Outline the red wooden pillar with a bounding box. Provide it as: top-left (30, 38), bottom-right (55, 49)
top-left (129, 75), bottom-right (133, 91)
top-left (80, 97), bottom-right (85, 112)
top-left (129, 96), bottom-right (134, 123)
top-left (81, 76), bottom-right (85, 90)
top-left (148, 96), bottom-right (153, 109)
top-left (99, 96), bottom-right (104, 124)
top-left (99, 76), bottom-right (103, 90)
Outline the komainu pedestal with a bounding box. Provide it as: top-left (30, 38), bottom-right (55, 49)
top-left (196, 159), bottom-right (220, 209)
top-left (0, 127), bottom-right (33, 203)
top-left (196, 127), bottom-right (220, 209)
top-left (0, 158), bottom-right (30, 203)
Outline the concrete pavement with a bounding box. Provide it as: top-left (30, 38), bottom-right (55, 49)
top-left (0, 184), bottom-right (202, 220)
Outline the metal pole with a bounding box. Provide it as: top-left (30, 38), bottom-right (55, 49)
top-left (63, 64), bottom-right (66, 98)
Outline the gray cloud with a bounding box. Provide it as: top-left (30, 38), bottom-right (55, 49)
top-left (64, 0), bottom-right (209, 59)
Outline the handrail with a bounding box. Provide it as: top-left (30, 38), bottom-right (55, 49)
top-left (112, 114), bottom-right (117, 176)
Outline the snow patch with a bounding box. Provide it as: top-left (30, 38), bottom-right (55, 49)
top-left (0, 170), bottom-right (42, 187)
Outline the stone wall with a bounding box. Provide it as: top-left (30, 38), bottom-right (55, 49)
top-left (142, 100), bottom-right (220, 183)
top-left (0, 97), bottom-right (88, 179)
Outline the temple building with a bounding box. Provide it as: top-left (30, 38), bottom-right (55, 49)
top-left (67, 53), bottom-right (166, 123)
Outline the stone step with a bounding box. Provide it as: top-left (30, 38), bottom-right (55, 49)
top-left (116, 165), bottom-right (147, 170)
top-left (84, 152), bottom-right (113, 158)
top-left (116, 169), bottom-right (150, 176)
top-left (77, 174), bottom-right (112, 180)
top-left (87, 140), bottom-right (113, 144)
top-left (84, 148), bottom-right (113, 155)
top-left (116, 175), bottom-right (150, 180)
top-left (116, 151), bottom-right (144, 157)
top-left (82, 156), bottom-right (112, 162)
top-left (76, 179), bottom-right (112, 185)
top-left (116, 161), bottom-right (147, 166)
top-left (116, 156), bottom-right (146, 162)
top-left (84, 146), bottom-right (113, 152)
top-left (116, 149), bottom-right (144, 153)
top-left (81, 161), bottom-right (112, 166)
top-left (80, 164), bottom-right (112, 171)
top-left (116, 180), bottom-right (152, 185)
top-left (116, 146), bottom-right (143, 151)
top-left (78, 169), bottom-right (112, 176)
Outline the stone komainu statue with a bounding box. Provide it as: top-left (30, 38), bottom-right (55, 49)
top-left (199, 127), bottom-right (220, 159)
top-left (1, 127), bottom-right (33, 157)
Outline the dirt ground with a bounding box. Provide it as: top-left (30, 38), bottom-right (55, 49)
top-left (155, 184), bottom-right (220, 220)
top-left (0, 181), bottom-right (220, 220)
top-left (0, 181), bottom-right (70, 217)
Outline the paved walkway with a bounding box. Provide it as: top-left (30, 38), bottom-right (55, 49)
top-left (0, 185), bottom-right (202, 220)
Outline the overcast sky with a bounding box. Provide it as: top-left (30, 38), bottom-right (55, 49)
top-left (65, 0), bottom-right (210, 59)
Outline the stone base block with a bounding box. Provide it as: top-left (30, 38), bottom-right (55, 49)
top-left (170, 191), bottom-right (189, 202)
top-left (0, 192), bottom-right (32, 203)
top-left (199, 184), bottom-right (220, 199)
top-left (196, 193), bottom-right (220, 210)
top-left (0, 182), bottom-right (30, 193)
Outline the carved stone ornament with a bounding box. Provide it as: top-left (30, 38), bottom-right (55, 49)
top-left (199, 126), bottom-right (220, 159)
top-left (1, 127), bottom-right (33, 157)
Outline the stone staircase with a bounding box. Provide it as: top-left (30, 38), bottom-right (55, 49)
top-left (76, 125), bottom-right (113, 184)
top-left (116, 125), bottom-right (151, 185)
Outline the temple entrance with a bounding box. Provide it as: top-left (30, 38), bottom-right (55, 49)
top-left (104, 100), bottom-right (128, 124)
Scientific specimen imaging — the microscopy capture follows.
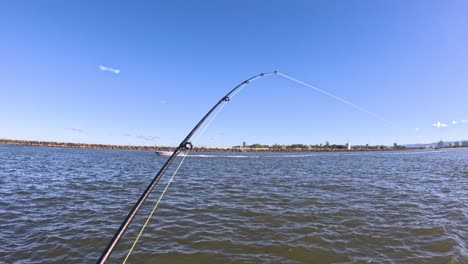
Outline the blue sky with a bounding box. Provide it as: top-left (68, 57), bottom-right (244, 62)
top-left (0, 0), bottom-right (468, 146)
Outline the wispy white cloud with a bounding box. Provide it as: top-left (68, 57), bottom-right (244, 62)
top-left (65, 127), bottom-right (84, 133)
top-left (99, 65), bottom-right (120, 74)
top-left (432, 122), bottom-right (448, 128)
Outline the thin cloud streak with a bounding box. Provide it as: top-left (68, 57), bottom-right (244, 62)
top-left (432, 122), bottom-right (448, 128)
top-left (99, 65), bottom-right (120, 74)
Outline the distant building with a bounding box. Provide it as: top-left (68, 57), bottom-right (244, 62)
top-left (437, 140), bottom-right (445, 148)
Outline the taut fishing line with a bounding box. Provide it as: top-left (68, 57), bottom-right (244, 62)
top-left (122, 83), bottom-right (247, 264)
top-left (278, 72), bottom-right (392, 125)
top-left (97, 71), bottom-right (391, 264)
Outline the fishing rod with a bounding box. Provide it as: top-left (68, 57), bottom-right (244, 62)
top-left (97, 71), bottom-right (278, 264)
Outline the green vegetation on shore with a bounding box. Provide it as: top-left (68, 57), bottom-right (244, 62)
top-left (0, 139), bottom-right (405, 152)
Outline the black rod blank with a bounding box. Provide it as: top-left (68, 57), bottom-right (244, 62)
top-left (97, 71), bottom-right (278, 264)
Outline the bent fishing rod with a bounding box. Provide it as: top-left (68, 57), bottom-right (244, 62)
top-left (97, 71), bottom-right (278, 264)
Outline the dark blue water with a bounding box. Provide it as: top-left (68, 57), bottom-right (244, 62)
top-left (0, 145), bottom-right (468, 263)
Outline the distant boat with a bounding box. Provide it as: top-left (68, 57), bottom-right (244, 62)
top-left (154, 150), bottom-right (187, 157)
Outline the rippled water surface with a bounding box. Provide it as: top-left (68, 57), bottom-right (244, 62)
top-left (0, 145), bottom-right (468, 263)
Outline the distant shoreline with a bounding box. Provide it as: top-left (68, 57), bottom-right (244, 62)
top-left (0, 139), bottom-right (424, 152)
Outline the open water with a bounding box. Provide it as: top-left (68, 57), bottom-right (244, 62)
top-left (0, 145), bottom-right (468, 263)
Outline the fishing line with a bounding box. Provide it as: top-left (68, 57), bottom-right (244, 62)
top-left (122, 83), bottom-right (247, 264)
top-left (97, 71), bottom-right (391, 264)
top-left (97, 71), bottom-right (277, 264)
top-left (277, 72), bottom-right (393, 125)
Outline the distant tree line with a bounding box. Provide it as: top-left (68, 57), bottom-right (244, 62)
top-left (232, 142), bottom-right (406, 151)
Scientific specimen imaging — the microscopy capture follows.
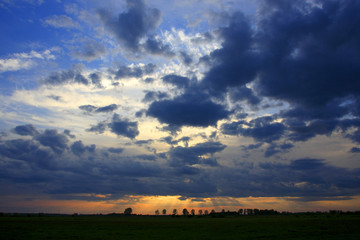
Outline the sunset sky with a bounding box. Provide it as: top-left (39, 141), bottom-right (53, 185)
top-left (0, 0), bottom-right (360, 214)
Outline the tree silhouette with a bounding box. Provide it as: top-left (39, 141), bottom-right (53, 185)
top-left (124, 208), bottom-right (132, 215)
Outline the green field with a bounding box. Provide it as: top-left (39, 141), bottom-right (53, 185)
top-left (0, 215), bottom-right (360, 240)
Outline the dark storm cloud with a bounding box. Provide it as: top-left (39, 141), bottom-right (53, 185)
top-left (221, 117), bottom-right (286, 142)
top-left (144, 37), bottom-right (175, 57)
top-left (73, 41), bottom-right (106, 61)
top-left (162, 74), bottom-right (190, 88)
top-left (202, 13), bottom-right (261, 95)
top-left (34, 129), bottom-right (69, 154)
top-left (113, 63), bottom-right (156, 79)
top-left (98, 0), bottom-right (161, 51)
top-left (142, 91), bottom-right (169, 103)
top-left (168, 142), bottom-right (226, 166)
top-left (230, 86), bottom-right (261, 105)
top-left (264, 143), bottom-right (294, 157)
top-left (79, 104), bottom-right (118, 113)
top-left (95, 104), bottom-right (118, 113)
top-left (108, 148), bottom-right (124, 154)
top-left (70, 140), bottom-right (96, 156)
top-left (146, 92), bottom-right (230, 127)
top-left (12, 124), bottom-right (39, 136)
top-left (108, 113), bottom-right (139, 139)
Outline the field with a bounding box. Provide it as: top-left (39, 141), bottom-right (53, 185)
top-left (0, 215), bottom-right (360, 240)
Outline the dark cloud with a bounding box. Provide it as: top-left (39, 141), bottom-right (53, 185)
top-left (108, 148), bottom-right (124, 154)
top-left (350, 147), bottom-right (360, 153)
top-left (64, 129), bottom-right (75, 138)
top-left (162, 74), bottom-right (190, 88)
top-left (108, 113), bottom-right (139, 139)
top-left (95, 104), bottom-right (118, 113)
top-left (142, 91), bottom-right (169, 103)
top-left (146, 90), bottom-right (230, 127)
top-left (264, 143), bottom-right (294, 157)
top-left (12, 124), bottom-right (39, 136)
top-left (70, 140), bottom-right (96, 156)
top-left (34, 129), bottom-right (69, 154)
top-left (144, 37), bottom-right (175, 57)
top-left (168, 142), bottom-right (226, 166)
top-left (73, 41), bottom-right (106, 61)
top-left (230, 86), bottom-right (261, 105)
top-left (113, 63), bottom-right (156, 79)
top-left (221, 117), bottom-right (286, 143)
top-left (98, 0), bottom-right (161, 51)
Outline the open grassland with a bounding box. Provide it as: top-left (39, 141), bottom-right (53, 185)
top-left (0, 215), bottom-right (360, 240)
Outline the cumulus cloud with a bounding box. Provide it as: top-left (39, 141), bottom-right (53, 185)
top-left (44, 15), bottom-right (80, 28)
top-left (79, 104), bottom-right (118, 113)
top-left (98, 0), bottom-right (161, 51)
top-left (112, 63), bottom-right (156, 79)
top-left (108, 113), bottom-right (140, 139)
top-left (0, 50), bottom-right (55, 73)
top-left (146, 92), bottom-right (230, 127)
top-left (73, 41), bottom-right (106, 62)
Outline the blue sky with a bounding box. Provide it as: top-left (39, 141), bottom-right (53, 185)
top-left (0, 0), bottom-right (360, 213)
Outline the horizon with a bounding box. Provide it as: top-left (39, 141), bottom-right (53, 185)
top-left (0, 0), bottom-right (360, 214)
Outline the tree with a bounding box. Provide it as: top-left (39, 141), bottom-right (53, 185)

● **Aim of the exercise**
Reproduce the rows from the line with "Outline the overcast" up to and including the line with "top-left (0, 182), bottom-right (30, 193)", replacing "stone base block" with "plinth" and leaving everything else unchanged. Output only those lines.

● **Full solution**
Outline the overcast sky with a bounding box. Provide it as: top-left (30, 38), bottom-right (55, 49)
top-left (65, 0), bottom-right (210, 59)
Outline the plinth with a bounding box. Provide it as: top-left (30, 38), bottom-right (55, 49)
top-left (170, 191), bottom-right (189, 202)
top-left (0, 192), bottom-right (32, 203)
top-left (199, 184), bottom-right (220, 199)
top-left (196, 193), bottom-right (220, 210)
top-left (0, 182), bottom-right (30, 193)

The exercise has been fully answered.